◆ Selection:
━━━━━━━━

Too old to remember but generally tried to have albums by the same group on each side, which is a bit dull. Do remember listening to 3 feet high and rising with about 15 seconds of skipping on Potholes in My Lawn for years as I couldn’t be bothered to re-record it.

I so wanted a Sony walkman and especially one of the sports ones. Aiwa bought with paper round money for me.

My mate once did me
Side A: The Cribs, self titled
Side B: Eno, Another Green World

@zanimos If I remember correctly the Sports one didn’t last to long. I feel like I had two after that, the same MEGA BASS one as @LastAstronaut and a Aiwa one

1 Like

My brother had the genius idea of recording the first track of ‘The Bends’ and then the first track of ‘everything must go’ and then the second track of each and the third and so on. It filled a C90 nicely and accompanied us all the way around our family’s summer holiday that year. He wrote EVERYTHING MUST BEND on the spine. It was great.

4 Likes

I eventually got one of these which I still own to this day and use to occasionally listen to the half dozen or so tapes I still own. Amazing walkman as it has been absolutely indestructible.

1 Like

Last place my partner I lived in had an old micro hifi in the front room that had a minidisc deck. There was a Lemon Jelly album permanently lodged in it.

This was in 2015.

1 Like

Used to borrow CDs from the library and copy on to tape- Shine compilations etc.

Also used to tape loads of live concerts off the radio. Radio 1 used to do this on a Sunday night. Was a great way to hear a bands back catalogue when CDs were so expensive. There was a Suede one I absolutely rinsed and for years after I was mentally adding Brett’s onstage chat to the songs when I bought the albums.

━━━━━━━━

◆ Stored entries:
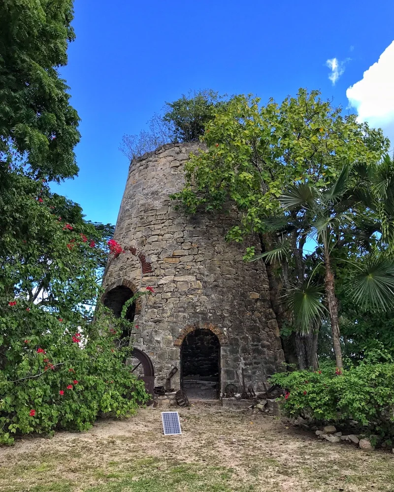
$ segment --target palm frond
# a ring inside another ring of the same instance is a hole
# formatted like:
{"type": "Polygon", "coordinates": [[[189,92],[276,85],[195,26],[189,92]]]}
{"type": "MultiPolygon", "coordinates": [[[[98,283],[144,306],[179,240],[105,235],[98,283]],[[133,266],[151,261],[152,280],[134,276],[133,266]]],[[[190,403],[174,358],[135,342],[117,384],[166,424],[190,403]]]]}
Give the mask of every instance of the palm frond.
{"type": "Polygon", "coordinates": [[[281,261],[284,258],[288,257],[292,251],[290,242],[287,239],[284,240],[282,243],[276,247],[271,249],[270,251],[266,251],[261,254],[256,255],[253,256],[250,260],[249,262],[256,261],[257,260],[261,260],[262,258],[266,258],[270,263],[275,263],[277,261],[281,261]]]}
{"type": "Polygon", "coordinates": [[[314,325],[327,317],[321,286],[306,283],[290,289],[285,297],[292,312],[294,326],[302,335],[307,335],[314,325]]]}
{"type": "Polygon", "coordinates": [[[336,181],[323,193],[325,201],[337,202],[340,199],[347,187],[349,169],[349,166],[343,166],[336,181]]]}
{"type": "Polygon", "coordinates": [[[310,208],[318,196],[317,190],[309,184],[298,183],[289,188],[286,193],[279,197],[283,207],[294,210],[301,207],[310,208]]]}
{"type": "Polygon", "coordinates": [[[355,302],[378,311],[394,305],[394,261],[381,256],[356,265],[359,271],[350,286],[355,302]]]}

━━━━━━━━

◆ To do:
(1) Do these statements agree with the thread about tapes and walkmans? For each, answer yes or no and quote the words of the thread that decide it.
(a) The brother's C90 alternated tracks from 'The Bends' and 'everything must go'.
(b) The Lemon Jelly album was stuck in a cassette deck.
(c) Radio 1 broadcast its live concerts on Saturday nights.
(2) Can you update all of the records by replacing "palm frond" with "banana leaf" and leaving everything else unchanged? Leave the pictures out.
The text and the records have no connection to each other.

◆ Results for each task:
(1)
(a) Yes: "recording the first track of ‘The Bends’ and then the first track of ‘everything must go’ and then the second track of each and the third and so on"
(b) No: "had an old micro hifi in the front room that had a minidisc deck. There was a Lemon Jelly album permanently lodged in it."
(c) No: "Radio 1 used to do this on a Sunday night."

(2)
$ segment --target banana leaf
# a ring inside another ring of the same instance is a hole
# formatted like:
{"type": "Polygon", "coordinates": [[[189,92],[276,85],[195,26],[189,92]]]}
{"type": "MultiPolygon", "coordinates": [[[[98,283],[144,306],[179,240],[105,235],[98,283]],[[133,266],[151,261],[152,280],[134,276],[133,266]]],[[[190,403],[174,358],[135,342],[117,384],[166,424],[190,403]]]]}
Give the mask of every instance of the banana leaf.
{"type": "Polygon", "coordinates": [[[281,261],[284,258],[288,257],[292,251],[290,242],[287,239],[284,240],[282,243],[276,247],[271,249],[270,251],[266,251],[261,254],[256,255],[253,256],[250,260],[249,262],[256,261],[257,260],[261,260],[262,258],[266,258],[270,263],[275,263],[277,261],[281,261]]]}
{"type": "Polygon", "coordinates": [[[314,325],[327,317],[321,286],[306,283],[290,289],[285,297],[292,312],[294,326],[302,335],[307,335],[314,325]]]}
{"type": "Polygon", "coordinates": [[[336,181],[323,193],[325,201],[337,202],[340,199],[347,187],[349,169],[349,166],[343,166],[336,181]]]}
{"type": "Polygon", "coordinates": [[[310,208],[318,196],[317,190],[309,184],[298,183],[289,188],[286,193],[279,197],[283,207],[294,210],[301,207],[310,208]]]}
{"type": "Polygon", "coordinates": [[[355,302],[378,311],[394,305],[394,261],[381,256],[356,265],[359,271],[350,286],[355,302]]]}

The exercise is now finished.